» **Objective**:
Find every line in the items below that contains the word "table", and copy each of those lines.

(Image point annotation items)
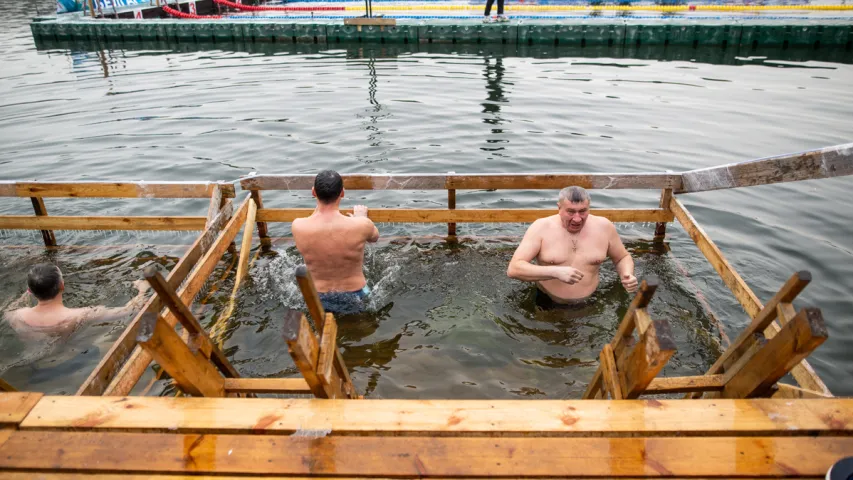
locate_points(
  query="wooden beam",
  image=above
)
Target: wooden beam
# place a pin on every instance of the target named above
(41, 211)
(612, 385)
(476, 181)
(246, 244)
(267, 385)
(183, 314)
(139, 360)
(435, 215)
(125, 348)
(28, 222)
(263, 233)
(823, 163)
(193, 373)
(421, 457)
(303, 348)
(113, 189)
(15, 406)
(491, 418)
(796, 340)
(783, 390)
(804, 374)
(699, 383)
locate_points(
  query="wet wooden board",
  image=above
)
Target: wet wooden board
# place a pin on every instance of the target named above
(114, 189)
(823, 163)
(803, 373)
(421, 457)
(448, 417)
(36, 222)
(522, 181)
(403, 215)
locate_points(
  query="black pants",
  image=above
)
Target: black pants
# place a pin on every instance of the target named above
(489, 7)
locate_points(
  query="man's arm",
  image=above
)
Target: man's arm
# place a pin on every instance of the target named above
(622, 260)
(372, 231)
(521, 268)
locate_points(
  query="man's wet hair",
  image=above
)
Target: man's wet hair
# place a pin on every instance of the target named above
(574, 195)
(44, 281)
(328, 186)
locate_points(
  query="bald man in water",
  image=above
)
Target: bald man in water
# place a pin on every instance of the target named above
(50, 316)
(568, 249)
(332, 245)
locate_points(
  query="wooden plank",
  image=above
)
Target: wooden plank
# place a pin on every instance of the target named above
(136, 365)
(608, 372)
(115, 189)
(476, 181)
(435, 215)
(542, 418)
(15, 406)
(183, 314)
(41, 211)
(326, 359)
(118, 358)
(797, 339)
(267, 385)
(699, 383)
(213, 207)
(263, 233)
(822, 163)
(246, 244)
(311, 297)
(421, 457)
(302, 346)
(32, 222)
(789, 391)
(803, 373)
(193, 373)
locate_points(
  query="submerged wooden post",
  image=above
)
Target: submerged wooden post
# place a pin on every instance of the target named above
(660, 227)
(198, 338)
(193, 373)
(451, 205)
(262, 226)
(41, 211)
(627, 366)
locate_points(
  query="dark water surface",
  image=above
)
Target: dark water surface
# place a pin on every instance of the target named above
(447, 322)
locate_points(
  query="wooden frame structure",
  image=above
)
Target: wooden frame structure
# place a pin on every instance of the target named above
(799, 432)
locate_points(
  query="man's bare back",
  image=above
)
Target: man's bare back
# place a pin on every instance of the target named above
(332, 245)
(568, 249)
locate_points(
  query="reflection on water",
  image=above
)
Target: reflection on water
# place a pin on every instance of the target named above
(446, 322)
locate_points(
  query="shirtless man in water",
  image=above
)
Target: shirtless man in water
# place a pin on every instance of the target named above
(332, 245)
(569, 248)
(50, 316)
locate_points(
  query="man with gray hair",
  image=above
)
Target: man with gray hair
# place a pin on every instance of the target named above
(568, 249)
(50, 316)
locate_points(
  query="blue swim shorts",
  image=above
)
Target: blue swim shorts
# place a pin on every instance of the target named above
(344, 303)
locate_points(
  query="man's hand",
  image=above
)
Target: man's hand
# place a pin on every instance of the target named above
(570, 275)
(359, 211)
(630, 283)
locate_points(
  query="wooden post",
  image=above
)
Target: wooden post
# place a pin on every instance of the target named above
(41, 211)
(246, 244)
(794, 342)
(192, 372)
(198, 336)
(451, 205)
(262, 226)
(660, 227)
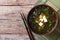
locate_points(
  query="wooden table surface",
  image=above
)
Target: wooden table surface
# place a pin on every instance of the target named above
(11, 24)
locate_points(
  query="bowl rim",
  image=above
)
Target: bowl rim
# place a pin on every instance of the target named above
(54, 13)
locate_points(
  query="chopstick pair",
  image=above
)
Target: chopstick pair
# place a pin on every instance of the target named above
(31, 36)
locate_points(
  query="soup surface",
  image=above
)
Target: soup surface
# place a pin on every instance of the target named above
(41, 19)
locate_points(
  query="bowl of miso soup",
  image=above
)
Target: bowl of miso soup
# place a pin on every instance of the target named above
(42, 19)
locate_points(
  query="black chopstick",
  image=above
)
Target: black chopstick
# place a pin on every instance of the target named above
(31, 36)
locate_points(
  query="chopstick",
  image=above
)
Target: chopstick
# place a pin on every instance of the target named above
(31, 36)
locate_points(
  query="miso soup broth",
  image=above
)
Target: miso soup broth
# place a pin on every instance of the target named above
(41, 19)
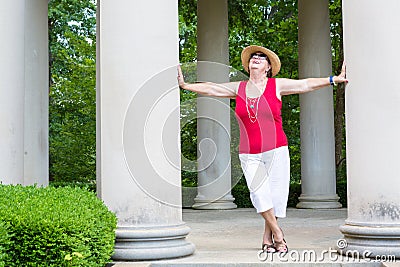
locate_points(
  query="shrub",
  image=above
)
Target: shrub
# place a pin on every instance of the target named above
(4, 243)
(50, 226)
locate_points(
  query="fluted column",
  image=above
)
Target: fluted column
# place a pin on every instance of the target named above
(12, 80)
(36, 122)
(318, 182)
(372, 128)
(138, 153)
(213, 124)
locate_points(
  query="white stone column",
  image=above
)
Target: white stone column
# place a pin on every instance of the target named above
(138, 127)
(36, 144)
(12, 30)
(213, 123)
(318, 182)
(372, 127)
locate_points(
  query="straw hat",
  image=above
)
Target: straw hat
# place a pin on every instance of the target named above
(273, 58)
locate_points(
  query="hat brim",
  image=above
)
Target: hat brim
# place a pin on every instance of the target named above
(273, 58)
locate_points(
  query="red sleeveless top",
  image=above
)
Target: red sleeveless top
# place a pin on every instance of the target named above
(260, 120)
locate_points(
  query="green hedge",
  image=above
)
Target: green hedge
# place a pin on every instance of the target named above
(50, 226)
(4, 243)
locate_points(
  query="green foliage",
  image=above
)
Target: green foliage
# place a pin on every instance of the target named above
(72, 103)
(4, 244)
(56, 226)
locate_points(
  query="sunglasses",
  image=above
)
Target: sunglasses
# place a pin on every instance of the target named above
(260, 56)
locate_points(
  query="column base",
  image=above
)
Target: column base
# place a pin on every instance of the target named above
(370, 240)
(319, 202)
(225, 203)
(152, 243)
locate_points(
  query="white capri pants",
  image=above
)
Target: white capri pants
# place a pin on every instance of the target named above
(268, 176)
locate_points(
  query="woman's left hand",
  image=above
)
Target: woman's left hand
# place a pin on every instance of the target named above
(342, 76)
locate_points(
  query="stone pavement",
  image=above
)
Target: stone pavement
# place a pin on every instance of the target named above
(233, 238)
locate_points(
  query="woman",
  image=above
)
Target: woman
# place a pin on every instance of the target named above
(263, 149)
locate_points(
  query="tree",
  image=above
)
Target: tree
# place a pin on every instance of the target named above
(72, 103)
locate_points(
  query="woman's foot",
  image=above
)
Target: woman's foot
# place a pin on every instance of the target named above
(281, 247)
(269, 248)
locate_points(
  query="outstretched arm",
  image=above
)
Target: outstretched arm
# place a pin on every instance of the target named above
(208, 88)
(289, 86)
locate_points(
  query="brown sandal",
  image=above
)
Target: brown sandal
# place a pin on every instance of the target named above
(269, 248)
(281, 247)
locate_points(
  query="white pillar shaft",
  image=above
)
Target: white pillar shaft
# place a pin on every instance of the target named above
(372, 128)
(12, 91)
(138, 127)
(213, 124)
(316, 117)
(36, 155)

» **Finished answer**:
  query="wooden table surface",
Target: wooden table surface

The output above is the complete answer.